• [RECORDS FOR PROCESSING]
[Begin]

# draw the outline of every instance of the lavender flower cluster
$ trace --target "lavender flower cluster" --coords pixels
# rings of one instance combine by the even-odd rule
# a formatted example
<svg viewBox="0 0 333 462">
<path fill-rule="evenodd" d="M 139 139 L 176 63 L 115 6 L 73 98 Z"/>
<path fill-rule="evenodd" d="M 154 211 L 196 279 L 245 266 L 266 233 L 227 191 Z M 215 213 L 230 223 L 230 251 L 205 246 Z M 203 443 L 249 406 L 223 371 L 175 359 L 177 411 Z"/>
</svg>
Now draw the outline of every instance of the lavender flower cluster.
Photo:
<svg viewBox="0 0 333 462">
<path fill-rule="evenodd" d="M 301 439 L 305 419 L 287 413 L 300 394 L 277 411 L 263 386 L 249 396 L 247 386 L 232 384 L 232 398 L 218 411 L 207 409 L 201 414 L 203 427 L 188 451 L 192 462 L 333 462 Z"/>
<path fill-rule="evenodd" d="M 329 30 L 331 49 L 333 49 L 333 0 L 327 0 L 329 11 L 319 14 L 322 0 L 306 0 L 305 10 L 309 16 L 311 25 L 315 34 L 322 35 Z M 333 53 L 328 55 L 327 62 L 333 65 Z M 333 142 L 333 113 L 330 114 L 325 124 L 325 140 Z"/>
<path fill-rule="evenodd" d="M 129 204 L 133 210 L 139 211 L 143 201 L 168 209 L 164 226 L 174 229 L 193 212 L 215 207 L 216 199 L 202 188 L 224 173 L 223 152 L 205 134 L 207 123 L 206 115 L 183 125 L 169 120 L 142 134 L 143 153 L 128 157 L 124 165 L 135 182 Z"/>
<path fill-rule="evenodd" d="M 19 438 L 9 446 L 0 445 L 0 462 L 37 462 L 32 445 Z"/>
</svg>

[End]
[Begin]

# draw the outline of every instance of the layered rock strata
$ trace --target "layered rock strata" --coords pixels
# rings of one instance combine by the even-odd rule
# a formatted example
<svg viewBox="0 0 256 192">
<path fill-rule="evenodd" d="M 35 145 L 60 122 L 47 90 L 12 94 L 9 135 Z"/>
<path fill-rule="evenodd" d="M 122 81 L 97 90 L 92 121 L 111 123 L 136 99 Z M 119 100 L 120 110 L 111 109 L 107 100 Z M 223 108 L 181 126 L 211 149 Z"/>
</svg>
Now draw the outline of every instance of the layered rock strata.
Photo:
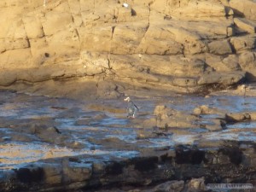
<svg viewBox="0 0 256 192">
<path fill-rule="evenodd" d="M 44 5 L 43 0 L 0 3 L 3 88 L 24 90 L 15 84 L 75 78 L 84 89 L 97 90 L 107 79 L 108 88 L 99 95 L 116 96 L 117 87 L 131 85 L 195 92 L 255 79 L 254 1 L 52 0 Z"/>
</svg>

[End]
[Begin]

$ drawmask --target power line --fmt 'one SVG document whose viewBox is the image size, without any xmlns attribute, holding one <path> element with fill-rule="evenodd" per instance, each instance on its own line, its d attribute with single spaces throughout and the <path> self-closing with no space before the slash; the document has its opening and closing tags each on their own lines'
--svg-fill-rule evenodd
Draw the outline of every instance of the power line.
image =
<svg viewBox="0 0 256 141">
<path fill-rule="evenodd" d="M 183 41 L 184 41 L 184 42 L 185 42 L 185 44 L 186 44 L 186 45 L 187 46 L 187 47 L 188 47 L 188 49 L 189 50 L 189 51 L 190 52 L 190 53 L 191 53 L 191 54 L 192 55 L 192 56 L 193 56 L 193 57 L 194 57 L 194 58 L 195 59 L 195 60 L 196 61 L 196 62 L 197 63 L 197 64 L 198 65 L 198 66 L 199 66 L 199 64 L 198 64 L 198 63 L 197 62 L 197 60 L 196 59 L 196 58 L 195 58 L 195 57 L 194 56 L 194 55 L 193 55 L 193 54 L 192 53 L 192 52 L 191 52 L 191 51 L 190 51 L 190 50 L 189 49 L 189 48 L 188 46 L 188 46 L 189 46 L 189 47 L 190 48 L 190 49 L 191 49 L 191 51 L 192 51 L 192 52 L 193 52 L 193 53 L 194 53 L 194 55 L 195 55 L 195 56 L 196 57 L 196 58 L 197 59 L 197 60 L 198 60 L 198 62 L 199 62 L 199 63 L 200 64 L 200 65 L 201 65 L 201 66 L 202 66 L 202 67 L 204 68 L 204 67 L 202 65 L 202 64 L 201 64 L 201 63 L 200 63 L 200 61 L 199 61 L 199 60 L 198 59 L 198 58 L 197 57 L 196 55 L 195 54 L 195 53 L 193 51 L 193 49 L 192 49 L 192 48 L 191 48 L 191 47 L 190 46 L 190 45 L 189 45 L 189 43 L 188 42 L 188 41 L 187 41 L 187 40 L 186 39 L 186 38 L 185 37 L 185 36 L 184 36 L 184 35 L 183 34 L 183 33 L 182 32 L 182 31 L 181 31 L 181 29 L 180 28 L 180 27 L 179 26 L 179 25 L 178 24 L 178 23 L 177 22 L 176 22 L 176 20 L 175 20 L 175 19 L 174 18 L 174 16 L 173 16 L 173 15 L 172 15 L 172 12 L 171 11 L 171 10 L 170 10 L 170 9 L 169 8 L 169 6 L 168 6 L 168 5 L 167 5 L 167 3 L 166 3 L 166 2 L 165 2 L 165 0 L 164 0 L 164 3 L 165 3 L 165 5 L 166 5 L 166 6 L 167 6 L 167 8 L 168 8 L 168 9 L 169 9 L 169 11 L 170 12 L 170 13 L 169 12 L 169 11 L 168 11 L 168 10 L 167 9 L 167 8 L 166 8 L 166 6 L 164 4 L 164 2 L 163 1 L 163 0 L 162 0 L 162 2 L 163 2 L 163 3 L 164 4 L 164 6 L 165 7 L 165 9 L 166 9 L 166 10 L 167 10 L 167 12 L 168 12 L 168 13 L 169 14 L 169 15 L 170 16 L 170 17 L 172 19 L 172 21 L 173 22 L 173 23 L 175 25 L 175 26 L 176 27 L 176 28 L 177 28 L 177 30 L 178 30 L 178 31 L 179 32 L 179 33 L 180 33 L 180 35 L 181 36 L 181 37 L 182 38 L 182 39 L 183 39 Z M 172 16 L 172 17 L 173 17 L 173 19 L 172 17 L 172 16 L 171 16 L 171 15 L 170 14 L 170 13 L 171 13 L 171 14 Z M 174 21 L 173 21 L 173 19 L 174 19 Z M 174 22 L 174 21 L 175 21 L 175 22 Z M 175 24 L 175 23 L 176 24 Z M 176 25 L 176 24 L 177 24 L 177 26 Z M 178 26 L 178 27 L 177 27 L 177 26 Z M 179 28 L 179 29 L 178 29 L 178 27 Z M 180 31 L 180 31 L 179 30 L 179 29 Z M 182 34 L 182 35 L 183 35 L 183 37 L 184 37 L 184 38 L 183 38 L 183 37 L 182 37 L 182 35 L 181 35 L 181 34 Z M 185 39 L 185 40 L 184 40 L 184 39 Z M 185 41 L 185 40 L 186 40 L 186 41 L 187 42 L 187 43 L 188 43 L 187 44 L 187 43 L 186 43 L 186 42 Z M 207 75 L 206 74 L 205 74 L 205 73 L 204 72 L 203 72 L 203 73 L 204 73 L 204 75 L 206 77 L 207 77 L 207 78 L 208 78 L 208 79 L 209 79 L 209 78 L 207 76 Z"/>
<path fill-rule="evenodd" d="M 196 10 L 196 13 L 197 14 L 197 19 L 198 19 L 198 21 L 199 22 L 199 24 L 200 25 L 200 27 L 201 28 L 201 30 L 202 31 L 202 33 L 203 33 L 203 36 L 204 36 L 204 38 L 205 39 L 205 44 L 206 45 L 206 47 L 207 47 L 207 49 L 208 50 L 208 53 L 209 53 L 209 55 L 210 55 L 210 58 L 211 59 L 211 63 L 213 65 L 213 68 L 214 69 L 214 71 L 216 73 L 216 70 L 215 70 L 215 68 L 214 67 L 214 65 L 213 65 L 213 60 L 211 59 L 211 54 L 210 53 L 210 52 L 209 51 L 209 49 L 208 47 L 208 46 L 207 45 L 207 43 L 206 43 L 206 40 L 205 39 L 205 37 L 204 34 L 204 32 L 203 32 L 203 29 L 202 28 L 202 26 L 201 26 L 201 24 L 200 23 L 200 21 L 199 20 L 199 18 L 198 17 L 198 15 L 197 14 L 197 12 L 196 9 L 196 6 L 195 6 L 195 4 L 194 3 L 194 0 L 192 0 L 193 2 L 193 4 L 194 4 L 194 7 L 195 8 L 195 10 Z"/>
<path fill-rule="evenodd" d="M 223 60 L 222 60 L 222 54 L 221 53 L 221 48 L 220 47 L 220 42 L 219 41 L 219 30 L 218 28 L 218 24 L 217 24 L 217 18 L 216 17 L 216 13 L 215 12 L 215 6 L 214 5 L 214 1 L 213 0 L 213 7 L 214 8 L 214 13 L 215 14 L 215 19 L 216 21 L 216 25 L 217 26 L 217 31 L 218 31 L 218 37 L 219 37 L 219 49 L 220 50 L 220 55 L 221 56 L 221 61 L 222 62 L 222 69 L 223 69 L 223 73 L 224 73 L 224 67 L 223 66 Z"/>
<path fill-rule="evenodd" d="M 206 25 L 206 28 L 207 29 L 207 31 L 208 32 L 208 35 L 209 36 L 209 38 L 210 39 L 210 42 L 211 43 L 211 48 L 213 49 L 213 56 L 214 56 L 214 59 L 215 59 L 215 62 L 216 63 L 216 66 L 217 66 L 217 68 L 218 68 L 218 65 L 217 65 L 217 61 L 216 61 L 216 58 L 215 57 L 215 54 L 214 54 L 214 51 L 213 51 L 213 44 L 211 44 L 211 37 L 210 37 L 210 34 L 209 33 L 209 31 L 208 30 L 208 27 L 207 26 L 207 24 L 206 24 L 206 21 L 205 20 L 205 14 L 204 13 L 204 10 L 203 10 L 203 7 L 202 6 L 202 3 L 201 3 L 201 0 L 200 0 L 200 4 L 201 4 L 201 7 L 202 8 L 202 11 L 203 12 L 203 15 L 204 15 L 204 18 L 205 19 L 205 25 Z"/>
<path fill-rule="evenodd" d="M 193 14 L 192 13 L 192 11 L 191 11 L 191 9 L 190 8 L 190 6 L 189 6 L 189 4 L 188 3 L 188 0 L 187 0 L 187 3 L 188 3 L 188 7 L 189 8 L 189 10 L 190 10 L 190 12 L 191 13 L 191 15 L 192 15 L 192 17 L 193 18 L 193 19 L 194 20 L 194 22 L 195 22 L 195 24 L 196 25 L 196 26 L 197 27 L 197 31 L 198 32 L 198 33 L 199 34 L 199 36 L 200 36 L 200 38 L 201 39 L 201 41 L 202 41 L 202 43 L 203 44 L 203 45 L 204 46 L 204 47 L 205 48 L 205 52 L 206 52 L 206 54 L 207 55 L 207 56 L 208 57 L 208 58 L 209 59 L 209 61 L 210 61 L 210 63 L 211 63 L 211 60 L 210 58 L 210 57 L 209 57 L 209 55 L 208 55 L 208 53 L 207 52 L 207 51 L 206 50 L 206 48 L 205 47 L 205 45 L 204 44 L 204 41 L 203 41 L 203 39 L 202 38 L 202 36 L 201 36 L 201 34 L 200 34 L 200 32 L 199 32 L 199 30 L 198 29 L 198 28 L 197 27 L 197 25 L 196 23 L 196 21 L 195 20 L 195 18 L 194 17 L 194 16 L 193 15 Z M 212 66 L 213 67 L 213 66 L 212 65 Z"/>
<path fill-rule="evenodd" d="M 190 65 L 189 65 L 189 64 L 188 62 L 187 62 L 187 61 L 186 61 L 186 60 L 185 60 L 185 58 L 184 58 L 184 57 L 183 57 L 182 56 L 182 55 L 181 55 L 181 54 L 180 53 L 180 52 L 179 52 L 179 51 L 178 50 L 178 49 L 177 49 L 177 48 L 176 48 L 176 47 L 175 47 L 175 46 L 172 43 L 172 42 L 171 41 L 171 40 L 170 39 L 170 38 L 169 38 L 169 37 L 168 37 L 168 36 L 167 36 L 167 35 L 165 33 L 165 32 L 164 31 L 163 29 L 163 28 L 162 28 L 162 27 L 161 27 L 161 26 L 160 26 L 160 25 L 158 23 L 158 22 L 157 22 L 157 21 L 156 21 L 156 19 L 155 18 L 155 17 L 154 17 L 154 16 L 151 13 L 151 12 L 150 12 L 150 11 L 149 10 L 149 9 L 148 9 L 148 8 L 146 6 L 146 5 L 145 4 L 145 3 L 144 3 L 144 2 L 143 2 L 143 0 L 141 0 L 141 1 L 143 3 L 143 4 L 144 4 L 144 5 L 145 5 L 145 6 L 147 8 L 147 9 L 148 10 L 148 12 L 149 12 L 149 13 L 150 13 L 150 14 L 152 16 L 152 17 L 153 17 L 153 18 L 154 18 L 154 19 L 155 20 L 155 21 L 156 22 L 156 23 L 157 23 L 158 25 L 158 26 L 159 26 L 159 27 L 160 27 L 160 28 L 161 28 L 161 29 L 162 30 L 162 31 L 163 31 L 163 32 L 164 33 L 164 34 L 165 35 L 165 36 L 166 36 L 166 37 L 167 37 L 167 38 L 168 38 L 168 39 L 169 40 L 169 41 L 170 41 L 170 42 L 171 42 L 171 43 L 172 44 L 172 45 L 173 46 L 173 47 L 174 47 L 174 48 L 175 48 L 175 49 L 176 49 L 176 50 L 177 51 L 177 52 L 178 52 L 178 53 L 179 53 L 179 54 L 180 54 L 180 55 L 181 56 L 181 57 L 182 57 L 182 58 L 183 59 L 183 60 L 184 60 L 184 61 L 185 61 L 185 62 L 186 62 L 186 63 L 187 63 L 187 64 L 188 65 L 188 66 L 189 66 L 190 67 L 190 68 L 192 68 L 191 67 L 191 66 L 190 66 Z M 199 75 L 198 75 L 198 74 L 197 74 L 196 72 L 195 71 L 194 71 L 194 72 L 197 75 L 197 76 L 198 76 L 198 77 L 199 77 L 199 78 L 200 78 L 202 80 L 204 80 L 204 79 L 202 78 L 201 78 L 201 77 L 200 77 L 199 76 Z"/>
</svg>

[End]

Rewrite the stretch from the line containing "# draw the outline of every instance of the lavender" through the line containing "301 439 L 305", substituting "occurrence" for "instance" and leaving everything else unchanged.

# draw the outline of every occurrence of the lavender flower cluster
$ trace --target "lavender flower cluster" --coords pixels
# rings of one occurrence combine by the even-odd rule
# a formatted example
<svg viewBox="0 0 333 462">
<path fill-rule="evenodd" d="M 139 139 L 176 63 L 115 6 L 73 98 Z"/>
<path fill-rule="evenodd" d="M 154 211 L 196 279 L 245 266 L 266 233 L 227 191 Z M 215 213 L 230 223 L 230 251 L 205 246 Z M 203 443 L 249 406 L 223 371 L 175 359 L 177 411 Z"/>
</svg>
Now draw the outline of every occurrence of the lavender flower cluster.
Photo:
<svg viewBox="0 0 333 462">
<path fill-rule="evenodd" d="M 301 439 L 305 419 L 287 413 L 300 394 L 277 411 L 263 386 L 249 396 L 247 386 L 232 384 L 232 398 L 218 411 L 207 409 L 201 414 L 203 427 L 188 451 L 192 462 L 333 462 Z"/>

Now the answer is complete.